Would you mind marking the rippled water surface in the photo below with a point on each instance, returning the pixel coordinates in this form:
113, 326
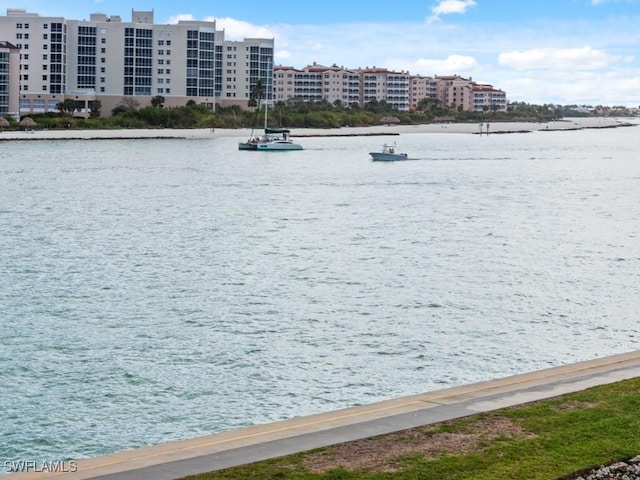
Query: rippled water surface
154, 290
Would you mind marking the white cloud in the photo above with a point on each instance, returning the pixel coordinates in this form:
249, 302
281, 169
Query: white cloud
584, 58
454, 64
448, 7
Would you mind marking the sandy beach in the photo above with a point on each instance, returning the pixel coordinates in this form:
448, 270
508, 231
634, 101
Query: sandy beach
457, 128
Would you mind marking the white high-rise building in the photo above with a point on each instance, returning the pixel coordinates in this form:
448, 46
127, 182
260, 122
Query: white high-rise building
109, 60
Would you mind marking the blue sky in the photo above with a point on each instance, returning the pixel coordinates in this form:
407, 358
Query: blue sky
538, 51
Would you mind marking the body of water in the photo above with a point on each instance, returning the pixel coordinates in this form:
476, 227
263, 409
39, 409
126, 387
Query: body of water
155, 290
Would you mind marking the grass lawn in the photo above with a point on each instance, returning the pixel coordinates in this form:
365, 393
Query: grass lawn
545, 440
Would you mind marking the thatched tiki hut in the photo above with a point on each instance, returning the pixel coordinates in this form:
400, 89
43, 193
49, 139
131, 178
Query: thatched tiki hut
27, 122
390, 120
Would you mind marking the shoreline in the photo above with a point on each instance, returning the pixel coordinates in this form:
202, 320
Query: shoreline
567, 124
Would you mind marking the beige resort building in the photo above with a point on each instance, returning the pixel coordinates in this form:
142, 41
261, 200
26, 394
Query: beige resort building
45, 60
400, 89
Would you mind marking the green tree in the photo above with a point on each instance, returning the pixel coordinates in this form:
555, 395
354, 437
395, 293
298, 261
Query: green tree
67, 106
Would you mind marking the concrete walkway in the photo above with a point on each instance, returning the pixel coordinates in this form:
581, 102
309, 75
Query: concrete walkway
214, 452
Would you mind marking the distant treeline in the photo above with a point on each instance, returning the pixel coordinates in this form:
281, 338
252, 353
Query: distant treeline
298, 114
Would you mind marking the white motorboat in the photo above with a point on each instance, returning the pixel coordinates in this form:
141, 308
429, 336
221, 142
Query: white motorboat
388, 154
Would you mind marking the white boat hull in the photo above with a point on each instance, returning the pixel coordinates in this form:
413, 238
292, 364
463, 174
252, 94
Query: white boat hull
279, 145
387, 157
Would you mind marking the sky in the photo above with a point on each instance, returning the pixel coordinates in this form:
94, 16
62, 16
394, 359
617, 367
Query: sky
568, 52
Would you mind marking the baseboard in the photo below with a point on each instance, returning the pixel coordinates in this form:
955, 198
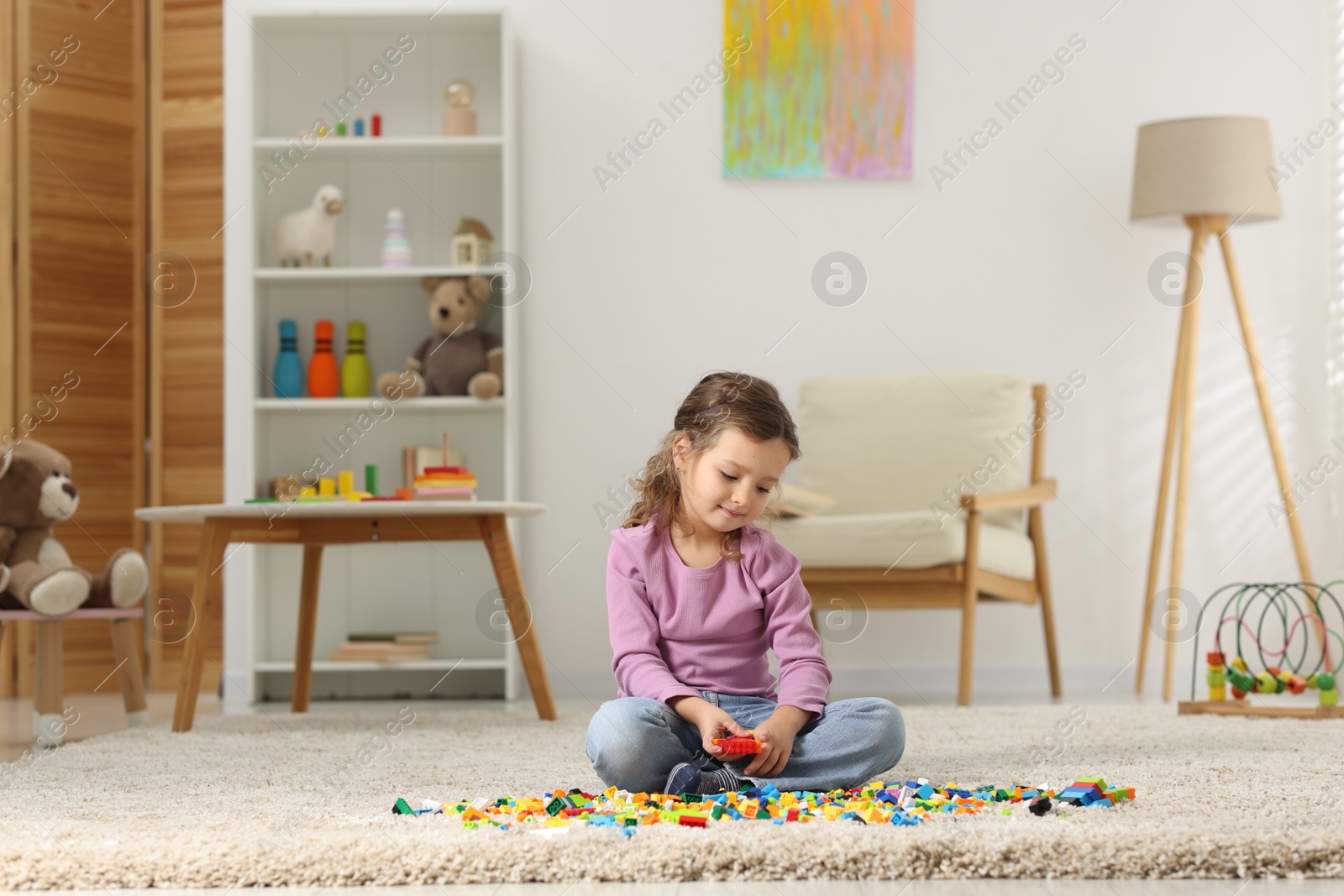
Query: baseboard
933, 683
909, 684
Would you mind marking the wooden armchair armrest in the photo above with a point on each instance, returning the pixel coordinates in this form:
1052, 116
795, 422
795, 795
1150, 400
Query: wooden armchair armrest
1034, 495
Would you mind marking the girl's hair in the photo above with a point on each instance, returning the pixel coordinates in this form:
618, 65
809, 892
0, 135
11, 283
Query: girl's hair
719, 402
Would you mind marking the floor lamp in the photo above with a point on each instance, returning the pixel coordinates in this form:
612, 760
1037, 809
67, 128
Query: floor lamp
1210, 174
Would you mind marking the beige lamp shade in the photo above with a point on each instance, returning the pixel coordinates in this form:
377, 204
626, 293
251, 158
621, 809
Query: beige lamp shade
1205, 167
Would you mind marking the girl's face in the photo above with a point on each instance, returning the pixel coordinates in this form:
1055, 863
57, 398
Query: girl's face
729, 485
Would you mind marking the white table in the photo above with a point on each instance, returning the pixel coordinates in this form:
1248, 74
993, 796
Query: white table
320, 523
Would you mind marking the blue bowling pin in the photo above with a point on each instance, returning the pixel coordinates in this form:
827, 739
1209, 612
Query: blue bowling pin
288, 375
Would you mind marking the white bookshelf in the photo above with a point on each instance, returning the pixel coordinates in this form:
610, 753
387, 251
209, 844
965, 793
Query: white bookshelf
284, 63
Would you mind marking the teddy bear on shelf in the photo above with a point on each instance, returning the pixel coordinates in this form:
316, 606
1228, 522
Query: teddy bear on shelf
35, 571
459, 359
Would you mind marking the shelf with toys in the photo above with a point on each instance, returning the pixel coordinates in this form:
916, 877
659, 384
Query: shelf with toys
344, 248
468, 145
302, 275
418, 665
423, 405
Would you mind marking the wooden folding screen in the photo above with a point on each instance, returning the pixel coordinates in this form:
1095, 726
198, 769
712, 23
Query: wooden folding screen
76, 117
186, 308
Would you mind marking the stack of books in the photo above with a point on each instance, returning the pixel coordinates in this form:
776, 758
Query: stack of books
386, 647
445, 484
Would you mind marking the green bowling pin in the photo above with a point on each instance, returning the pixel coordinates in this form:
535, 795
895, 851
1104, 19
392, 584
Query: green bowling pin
354, 375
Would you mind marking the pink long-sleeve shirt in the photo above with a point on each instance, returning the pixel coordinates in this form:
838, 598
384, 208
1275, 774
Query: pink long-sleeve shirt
679, 631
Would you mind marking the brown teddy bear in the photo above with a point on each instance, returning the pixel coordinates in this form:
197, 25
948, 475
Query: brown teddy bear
35, 571
459, 359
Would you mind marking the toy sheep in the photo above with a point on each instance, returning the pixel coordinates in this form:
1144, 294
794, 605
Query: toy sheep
309, 233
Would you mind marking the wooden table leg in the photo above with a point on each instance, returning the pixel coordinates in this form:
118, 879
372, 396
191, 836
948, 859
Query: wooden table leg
131, 672
495, 535
214, 539
47, 727
307, 626
7, 652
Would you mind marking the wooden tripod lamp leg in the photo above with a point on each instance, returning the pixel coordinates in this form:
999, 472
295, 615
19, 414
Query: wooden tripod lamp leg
1194, 293
1276, 448
1163, 481
1186, 338
969, 594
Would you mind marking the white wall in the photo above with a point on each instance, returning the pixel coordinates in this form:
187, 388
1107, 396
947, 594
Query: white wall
1026, 261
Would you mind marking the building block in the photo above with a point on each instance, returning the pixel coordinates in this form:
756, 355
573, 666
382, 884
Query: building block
738, 745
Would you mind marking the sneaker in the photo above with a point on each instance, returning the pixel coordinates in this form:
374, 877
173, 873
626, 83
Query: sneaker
689, 778
685, 779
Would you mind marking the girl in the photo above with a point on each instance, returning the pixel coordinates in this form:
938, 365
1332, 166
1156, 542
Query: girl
696, 594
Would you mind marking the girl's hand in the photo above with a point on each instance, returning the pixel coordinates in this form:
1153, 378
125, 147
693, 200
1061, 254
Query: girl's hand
776, 735
716, 723
776, 747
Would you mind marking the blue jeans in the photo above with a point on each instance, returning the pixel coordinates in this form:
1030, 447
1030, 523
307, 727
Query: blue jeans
635, 741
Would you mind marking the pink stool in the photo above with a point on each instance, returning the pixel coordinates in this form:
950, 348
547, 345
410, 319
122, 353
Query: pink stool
47, 720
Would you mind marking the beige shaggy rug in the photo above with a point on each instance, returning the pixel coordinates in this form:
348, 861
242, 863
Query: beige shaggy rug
281, 799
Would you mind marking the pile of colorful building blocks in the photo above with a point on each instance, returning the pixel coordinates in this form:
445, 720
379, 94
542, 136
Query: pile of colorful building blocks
875, 804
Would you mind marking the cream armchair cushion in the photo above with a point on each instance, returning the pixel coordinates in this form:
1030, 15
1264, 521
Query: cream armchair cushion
895, 452
913, 537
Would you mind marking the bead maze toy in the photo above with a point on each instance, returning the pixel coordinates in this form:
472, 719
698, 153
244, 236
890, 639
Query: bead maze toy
1278, 640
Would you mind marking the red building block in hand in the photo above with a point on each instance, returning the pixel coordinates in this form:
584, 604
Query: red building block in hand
738, 745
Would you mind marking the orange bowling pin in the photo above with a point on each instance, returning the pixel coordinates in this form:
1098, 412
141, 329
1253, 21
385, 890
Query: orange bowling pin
323, 372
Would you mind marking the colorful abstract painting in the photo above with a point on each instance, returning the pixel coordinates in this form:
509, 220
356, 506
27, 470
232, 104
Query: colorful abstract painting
817, 87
● ● ● ●
### Instruction
Copy everything from the line containing "Would you mind marking the red" down to the last line, scaling each answer coordinate by 2.35 and rounding to a whole number, with halves rounded up. Leave every other number unchanged.

### Response to this task
Would you mind marking the red building block in hand in the photo above with a point on each instance, returning the pixel coordinates in this form:
584, 604
Query: red building block in hand
1734, 1751
Would you mind marking the orange bowling pin in the photo above with a point on each instance, returning the pixel coordinates in this form:
1098, 412
141, 329
1253, 21
385, 890
Query: orange bowling pin
759, 874
Would you mind marking the colorful abstract painting in the photo above with a point on each instance, returning the pixel coordinates in this form:
509, 220
356, 506
27, 470
232, 104
Query: colorful abstract painting
1920, 204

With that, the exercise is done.